-------- Source text --------

Pytest fixtures have the ability to group other fixtures too, take test_cal_auto_ratio_divide as an example, test_cal_auto_ratio_divide was set up with multiple pytest fixtures with multiple parameters. These pytest fixtures in test_cal_auto_ratio_divide automatically generate groups of tests without duplicating code for each test. You should also notice the use of the numpy.testing library as well. The below code generates 6 tests using the fixtures tag and run primarily. This test also shows how you can skip certain groups if you need to. Please take note as the comments go into more detail and I’ve added doc strings that aren’t present in the tests to be more descriptive.

from PyFHD.io.pyfhd_io import recarray_to_dict
import pytest
from os import environ as env
from pathlib import Path
from PyFHD.calibration.calibration_utils import cal_auto_ratio_divide
from PyFHD.use_idl_fhd.use_idl_outputs import convert_sav_to_dict
from PyFHD.pyfhd_tools.test_utils import sav_file_vis_arr_swap_axes
from PyFHD.io.pyfhd_io import save, load
import numpy.testing as npt

# Here we set up a fixture for the main data directory where all the files required for testing are
# I set up the testing framework to utlise an environment variable PYFHD_TEST_PATH so where ever you store the 
# files from the FHD runs, adjust it to that path.
@pytest.fixture()
def data_dir():
    return Path(env.get('PYFHD_TEST_PATH'), "calibration", "cal_auto_ratio_divide")

-------- Data for this task --------

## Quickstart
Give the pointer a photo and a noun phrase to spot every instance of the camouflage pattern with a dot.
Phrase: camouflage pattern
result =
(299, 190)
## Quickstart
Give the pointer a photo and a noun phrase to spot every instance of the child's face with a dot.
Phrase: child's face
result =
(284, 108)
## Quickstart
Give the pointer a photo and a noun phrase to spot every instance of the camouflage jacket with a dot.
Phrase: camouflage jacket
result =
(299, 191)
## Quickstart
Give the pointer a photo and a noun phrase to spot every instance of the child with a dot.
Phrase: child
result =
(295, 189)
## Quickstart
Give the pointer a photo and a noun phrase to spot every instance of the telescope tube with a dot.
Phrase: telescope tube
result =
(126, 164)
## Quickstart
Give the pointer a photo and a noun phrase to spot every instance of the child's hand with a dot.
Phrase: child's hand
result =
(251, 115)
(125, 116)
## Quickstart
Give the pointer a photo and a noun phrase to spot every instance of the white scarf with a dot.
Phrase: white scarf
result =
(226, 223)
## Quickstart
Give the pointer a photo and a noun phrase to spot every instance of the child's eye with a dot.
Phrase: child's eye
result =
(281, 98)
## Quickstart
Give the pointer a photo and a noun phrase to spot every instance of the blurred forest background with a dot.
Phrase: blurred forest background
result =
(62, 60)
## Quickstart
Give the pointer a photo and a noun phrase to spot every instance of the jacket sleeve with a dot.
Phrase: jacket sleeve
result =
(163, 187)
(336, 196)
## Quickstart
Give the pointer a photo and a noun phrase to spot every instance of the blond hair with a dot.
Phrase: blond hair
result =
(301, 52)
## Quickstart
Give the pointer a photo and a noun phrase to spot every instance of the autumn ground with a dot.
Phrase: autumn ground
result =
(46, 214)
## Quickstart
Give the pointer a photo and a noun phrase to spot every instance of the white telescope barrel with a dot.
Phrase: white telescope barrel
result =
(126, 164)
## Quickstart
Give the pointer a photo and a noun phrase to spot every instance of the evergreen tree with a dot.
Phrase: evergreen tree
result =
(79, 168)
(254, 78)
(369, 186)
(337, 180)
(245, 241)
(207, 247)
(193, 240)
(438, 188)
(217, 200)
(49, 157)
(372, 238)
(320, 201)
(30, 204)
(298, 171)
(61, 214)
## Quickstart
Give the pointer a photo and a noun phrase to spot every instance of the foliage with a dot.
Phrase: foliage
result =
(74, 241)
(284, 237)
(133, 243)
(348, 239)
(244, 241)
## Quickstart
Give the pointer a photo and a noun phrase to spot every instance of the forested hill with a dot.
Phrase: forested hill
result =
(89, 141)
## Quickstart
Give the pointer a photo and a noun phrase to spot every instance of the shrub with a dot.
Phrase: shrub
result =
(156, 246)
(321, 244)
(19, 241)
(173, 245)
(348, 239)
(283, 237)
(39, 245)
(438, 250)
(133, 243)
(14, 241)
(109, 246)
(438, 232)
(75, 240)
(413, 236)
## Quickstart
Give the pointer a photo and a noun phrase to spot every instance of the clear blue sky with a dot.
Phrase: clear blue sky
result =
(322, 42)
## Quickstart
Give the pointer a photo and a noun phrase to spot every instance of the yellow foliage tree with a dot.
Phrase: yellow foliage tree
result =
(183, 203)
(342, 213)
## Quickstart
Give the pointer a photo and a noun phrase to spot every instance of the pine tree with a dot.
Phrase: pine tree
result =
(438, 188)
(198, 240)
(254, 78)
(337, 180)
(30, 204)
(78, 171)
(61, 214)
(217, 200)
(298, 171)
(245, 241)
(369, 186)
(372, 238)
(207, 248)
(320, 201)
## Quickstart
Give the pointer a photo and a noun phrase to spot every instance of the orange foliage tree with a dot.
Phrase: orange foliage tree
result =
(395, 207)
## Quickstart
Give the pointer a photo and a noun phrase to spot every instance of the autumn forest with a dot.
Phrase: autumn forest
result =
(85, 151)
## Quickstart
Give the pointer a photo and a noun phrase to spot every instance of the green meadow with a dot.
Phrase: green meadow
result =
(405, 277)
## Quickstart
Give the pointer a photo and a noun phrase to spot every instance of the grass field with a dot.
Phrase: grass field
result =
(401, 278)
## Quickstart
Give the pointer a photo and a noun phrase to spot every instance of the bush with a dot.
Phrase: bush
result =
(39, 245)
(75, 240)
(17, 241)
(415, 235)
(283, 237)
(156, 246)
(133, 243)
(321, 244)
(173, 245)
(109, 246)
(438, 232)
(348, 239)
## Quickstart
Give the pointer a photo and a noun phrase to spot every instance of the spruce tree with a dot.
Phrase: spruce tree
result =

--------

→ **Direction 1**: Gather every line in the rows above that contains the string "telescope".
→ **Direction 2**: Pick up the pytest fixtures walkthrough above from the point where it stops.

→ **Task answer 1**:
Give the pointer a photo and a noun phrase to spot every instance of the telescope tube with a dot.
Phrase: telescope tube
Give the pointer a photo and a noun phrase to spot every instance of the white telescope barrel with a dot.
Phrase: white telescope barrel

→ **Task answer 2**:
# With the FHD runs we used test tags, so all the files had consistent naming formats, 
# for example, one of the test files was point_zenith_run1_before_cal_auto_ratio_divide.sav
# In that file, we used the tags point_zenith, run1 and before to indicate to the developer
# and to the tests, which test the files were for and if the files were used for input ("before")
# or were used for validation ("after"). In this case we're using a fixture to set 3 different parameters.
@pytest.fixture(scope="function", params=['point_zenith','point_offzenith', '1088716296'])
def tag(request):
    return request.param

# We're using another fixture to set the run identifiers.
@pytest.fixture(scope="function", params=['run1', 'run3'])
def run(request):
    return request.param

# Using pairs of tag and run identifiers, we can skip certain tests in the case of the file not existing
# or for some other reason, why this is needed will become clear soon.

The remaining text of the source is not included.